■ **TEXT SEGMENT**:
***

Ziaul Hasan Siddiqui was appointed chairman of the Bank in August 2019. On 20 August, the managing director of Sonali Bank, Md Obayed Ullah Al Masud, was made the managing director of Rupali Bank and the managing director of Rupali Bank, Md. Ataur Rahman Prodhan, was made the managing director of Sonali Bank. In November 2019, the Anti Corruption Commission arrested a retired employee of the bank on charges of embezzling 18.4 million taka from the bank.

On 25 May 2022, seven for officials of Sonali Bank and two businessmen from Hallmark Group were sentenced to 17 years for embezzlement. On 24 July, the former managing director of the bank, Humayun Kabir, was sentenced to 17 years' jail and two other officials were sentenced to various terms for embezzling 12.5 million taka from the bank. Md Afzal Karim was appointed managing director of Sonali Bank in August 2022.

***

(Dataset items)
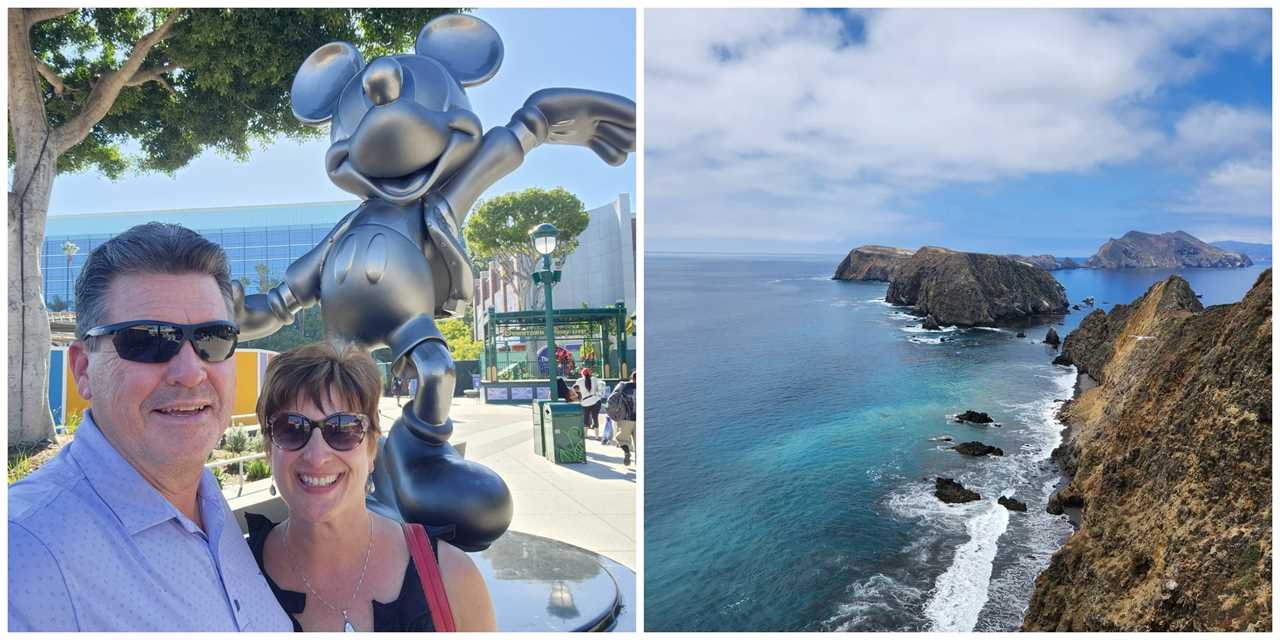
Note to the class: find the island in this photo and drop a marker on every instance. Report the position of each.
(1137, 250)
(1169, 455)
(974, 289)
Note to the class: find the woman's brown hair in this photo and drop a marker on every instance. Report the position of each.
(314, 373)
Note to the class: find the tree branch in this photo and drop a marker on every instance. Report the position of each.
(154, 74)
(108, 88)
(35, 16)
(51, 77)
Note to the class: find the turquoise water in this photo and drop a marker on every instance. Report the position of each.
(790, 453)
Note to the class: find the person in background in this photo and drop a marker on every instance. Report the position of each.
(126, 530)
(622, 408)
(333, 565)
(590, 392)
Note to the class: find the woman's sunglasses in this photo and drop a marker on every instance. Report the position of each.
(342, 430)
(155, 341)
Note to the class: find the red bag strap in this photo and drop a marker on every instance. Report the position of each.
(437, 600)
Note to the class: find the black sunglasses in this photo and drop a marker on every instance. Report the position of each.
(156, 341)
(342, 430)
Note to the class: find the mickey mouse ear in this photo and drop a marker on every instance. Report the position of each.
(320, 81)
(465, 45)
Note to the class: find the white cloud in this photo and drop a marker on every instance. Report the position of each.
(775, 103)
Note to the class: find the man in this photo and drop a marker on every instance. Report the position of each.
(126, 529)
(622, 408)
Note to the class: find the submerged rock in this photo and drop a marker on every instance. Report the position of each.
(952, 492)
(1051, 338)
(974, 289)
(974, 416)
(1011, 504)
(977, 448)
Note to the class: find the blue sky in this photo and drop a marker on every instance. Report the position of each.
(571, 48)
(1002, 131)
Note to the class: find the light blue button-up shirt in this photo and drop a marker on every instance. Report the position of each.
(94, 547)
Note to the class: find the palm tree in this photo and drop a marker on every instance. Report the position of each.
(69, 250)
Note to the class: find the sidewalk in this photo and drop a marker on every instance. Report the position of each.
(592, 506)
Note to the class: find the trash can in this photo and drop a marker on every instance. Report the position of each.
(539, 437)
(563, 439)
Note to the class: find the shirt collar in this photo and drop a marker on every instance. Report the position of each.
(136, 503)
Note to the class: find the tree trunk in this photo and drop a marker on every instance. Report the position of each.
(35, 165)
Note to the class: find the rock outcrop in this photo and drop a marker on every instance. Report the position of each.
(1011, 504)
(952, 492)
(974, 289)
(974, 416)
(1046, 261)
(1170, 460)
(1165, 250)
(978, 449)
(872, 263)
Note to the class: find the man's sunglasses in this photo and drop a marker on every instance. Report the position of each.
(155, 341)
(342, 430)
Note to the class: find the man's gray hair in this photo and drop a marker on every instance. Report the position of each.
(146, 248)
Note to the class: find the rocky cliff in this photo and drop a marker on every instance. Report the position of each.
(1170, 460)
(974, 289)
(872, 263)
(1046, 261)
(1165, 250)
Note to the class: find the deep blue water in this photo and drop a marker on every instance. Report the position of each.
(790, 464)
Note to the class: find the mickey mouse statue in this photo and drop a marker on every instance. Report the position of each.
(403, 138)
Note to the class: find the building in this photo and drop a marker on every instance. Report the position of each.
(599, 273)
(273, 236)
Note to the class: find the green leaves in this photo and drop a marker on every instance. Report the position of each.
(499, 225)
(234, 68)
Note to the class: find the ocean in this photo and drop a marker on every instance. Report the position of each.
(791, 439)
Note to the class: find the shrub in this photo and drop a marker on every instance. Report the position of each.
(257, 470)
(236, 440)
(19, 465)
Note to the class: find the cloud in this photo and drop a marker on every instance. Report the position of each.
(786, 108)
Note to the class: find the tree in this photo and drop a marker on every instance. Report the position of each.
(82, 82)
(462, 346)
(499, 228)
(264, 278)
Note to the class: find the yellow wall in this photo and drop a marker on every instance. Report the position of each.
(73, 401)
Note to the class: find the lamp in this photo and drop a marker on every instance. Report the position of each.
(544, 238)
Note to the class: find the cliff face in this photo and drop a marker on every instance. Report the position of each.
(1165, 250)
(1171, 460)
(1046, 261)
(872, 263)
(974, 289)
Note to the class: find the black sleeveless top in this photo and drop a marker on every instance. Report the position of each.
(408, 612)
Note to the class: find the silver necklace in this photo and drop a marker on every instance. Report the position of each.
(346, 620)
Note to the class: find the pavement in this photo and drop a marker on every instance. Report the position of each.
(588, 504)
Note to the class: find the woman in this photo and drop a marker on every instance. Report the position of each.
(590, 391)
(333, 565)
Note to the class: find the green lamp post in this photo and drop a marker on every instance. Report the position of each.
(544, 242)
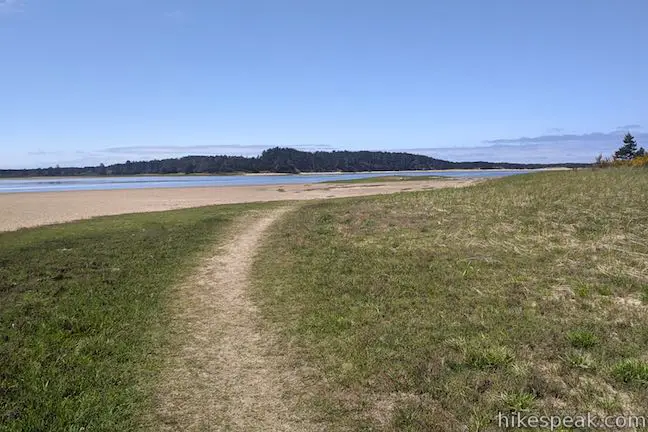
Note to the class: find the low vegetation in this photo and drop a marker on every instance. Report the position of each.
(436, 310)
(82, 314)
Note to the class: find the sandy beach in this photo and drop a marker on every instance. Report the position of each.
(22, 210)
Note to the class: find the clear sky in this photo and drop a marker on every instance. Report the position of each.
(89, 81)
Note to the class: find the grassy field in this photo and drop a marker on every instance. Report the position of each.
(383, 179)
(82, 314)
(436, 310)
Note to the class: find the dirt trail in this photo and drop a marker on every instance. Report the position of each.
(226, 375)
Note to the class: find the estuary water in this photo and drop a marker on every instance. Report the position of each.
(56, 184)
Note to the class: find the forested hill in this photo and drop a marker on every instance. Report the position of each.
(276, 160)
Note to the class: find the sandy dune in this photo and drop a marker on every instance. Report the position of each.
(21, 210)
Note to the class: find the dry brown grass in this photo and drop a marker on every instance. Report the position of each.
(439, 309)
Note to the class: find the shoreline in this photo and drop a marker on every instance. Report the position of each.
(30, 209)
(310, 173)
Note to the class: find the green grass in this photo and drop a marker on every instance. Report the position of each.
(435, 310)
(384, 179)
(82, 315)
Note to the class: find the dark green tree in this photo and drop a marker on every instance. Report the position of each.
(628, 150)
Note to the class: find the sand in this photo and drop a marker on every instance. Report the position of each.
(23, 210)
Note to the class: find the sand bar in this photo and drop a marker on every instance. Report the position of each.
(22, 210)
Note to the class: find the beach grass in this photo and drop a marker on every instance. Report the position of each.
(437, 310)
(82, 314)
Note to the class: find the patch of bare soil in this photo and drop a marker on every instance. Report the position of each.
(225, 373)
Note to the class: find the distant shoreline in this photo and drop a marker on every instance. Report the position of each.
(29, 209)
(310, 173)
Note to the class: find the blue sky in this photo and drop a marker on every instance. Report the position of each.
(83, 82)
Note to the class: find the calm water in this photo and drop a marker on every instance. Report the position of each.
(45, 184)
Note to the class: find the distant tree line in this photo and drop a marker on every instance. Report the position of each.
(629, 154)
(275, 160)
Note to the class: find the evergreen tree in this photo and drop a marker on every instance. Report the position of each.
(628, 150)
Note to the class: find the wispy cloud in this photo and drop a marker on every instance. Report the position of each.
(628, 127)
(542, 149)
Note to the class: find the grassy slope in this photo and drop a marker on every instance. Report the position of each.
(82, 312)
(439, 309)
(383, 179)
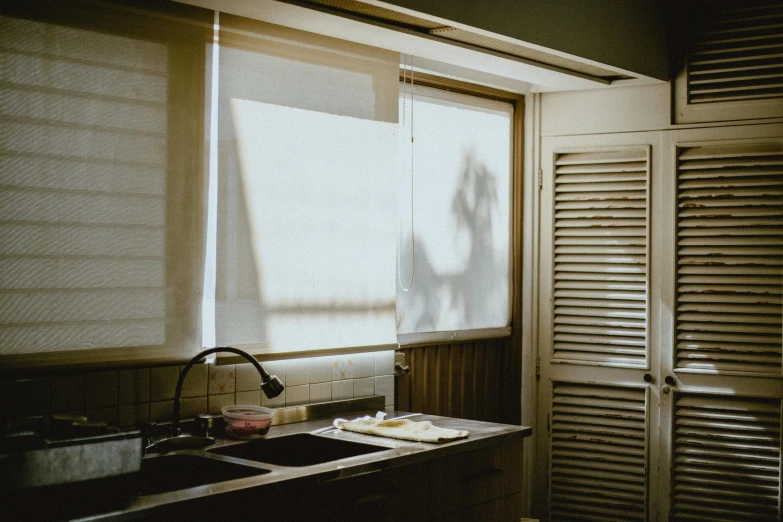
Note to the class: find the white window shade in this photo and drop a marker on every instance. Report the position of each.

***

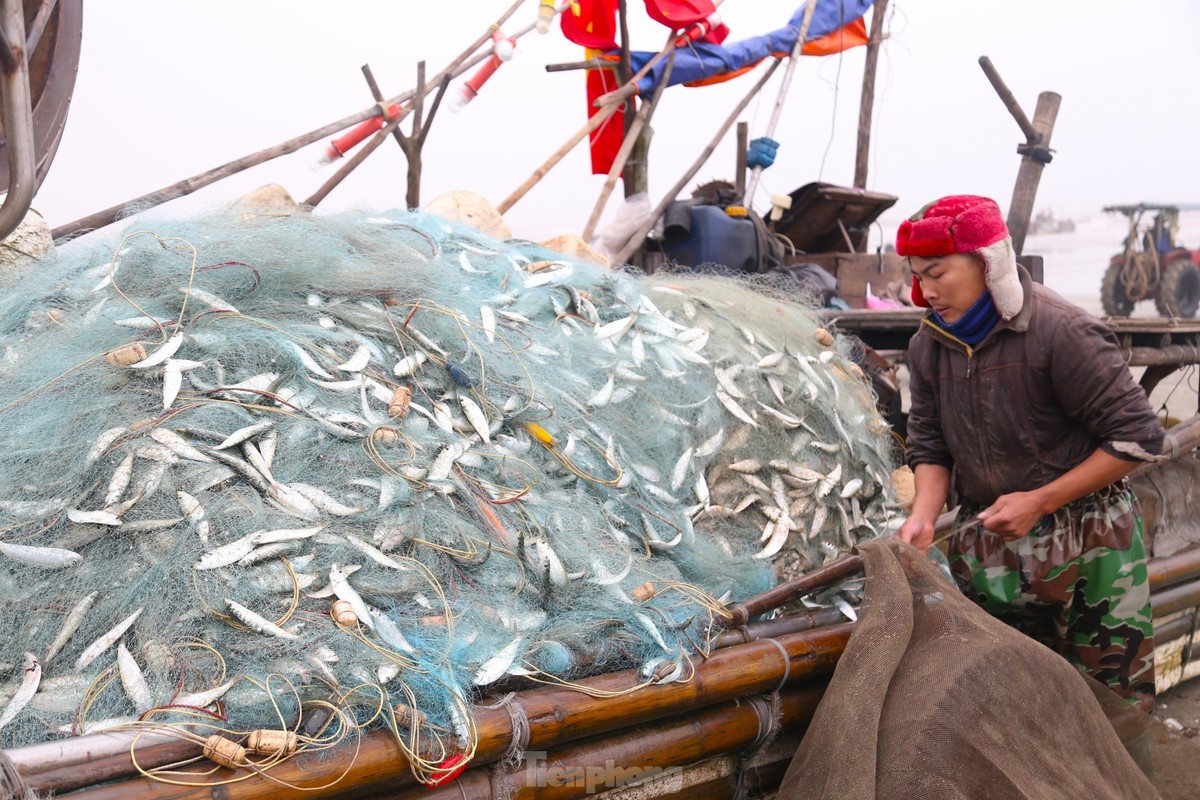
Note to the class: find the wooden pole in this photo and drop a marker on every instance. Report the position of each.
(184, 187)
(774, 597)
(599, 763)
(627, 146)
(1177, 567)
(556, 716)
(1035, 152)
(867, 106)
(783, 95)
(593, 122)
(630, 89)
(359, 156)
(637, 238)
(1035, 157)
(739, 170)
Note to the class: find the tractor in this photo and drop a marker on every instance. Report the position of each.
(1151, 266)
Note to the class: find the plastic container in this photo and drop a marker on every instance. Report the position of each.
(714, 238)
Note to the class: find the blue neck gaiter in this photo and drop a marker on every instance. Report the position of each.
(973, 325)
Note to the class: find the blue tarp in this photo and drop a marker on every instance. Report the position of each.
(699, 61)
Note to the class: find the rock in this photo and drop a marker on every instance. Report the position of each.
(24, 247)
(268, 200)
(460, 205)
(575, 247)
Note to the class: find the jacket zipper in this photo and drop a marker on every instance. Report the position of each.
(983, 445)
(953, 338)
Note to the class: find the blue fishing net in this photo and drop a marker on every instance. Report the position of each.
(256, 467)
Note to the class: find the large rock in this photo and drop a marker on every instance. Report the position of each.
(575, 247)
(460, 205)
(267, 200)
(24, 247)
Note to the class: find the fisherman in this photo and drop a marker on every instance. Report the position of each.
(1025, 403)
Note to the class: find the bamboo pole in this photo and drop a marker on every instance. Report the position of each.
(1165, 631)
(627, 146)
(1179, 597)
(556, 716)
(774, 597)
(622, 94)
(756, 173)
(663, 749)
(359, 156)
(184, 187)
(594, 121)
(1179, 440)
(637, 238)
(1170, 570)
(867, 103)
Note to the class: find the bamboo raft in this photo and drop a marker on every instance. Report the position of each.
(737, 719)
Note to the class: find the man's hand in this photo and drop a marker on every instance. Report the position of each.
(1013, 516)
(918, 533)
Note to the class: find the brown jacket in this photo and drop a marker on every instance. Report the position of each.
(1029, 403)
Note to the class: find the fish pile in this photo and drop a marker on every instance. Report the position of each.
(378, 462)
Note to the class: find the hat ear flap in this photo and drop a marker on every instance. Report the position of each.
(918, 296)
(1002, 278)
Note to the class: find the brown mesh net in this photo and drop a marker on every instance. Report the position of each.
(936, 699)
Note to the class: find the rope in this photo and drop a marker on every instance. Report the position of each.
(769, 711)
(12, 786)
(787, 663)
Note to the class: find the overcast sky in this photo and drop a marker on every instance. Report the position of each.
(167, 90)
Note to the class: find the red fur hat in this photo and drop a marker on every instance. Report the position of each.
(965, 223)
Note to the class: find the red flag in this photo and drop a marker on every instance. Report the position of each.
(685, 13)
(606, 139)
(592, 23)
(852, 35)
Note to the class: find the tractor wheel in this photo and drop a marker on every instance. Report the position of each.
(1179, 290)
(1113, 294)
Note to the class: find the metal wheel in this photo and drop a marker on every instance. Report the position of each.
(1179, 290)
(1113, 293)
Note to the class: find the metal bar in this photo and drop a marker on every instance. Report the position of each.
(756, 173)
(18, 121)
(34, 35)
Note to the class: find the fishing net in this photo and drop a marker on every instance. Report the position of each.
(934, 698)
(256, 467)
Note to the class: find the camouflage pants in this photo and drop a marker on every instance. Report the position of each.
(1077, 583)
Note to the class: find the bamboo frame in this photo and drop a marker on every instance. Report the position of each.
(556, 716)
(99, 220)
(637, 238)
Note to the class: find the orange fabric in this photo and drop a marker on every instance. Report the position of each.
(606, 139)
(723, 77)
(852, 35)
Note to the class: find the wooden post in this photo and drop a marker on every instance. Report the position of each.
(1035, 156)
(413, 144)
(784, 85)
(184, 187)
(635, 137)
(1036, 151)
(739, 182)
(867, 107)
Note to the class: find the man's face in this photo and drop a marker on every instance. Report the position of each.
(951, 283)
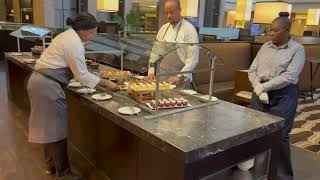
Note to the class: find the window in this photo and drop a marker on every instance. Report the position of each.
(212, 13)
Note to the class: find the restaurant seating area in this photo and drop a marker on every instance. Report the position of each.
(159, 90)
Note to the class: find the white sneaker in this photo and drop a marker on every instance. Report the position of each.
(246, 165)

***

■ **COMPLETE THE FOLLOWING**:
[1] In the Sonali Bank text, begin at the words "Ziaul Hasan Siddiqui" and stop after "18.4 million taka from the bank.", writing that part out again with "retired employee" swapped for "former employee".
[2] From the listing, copy out the lines starting at the line that has "Note to the class: find the bamboo raft" and stopping after the line that has "(1029, 403)".

■ **PER-TASK OUTPUTS**:
[1]
Ziaul Hasan Siddiqui was appointed chairman of the Bank in August 2019. On 20 August, the managing director of Sonali Bank, Md Obayed Ullah Al Masud, was made the managing director of Rupali Bank and the managing director of Rupali Bank, Md. Ataur Rahman Prodhan, was made the managing director of Sonali Bank. In November 2019, the Anti Corruption Commission arrested a former employee of the bank on charges of embezzling 18.4 million taka from the bank.

[2]
Note to the class: find the bamboo raft in this photo and drop a marker on every instance. Report the position of each.
(737, 719)
Note to the class: find the man's hand in this photo and drop a marker on every instance. Report the position of each.
(1013, 516)
(918, 533)
Note to the class: find the brown jacket in this photo and drop a marker on every instance. Report the position of each.
(1029, 403)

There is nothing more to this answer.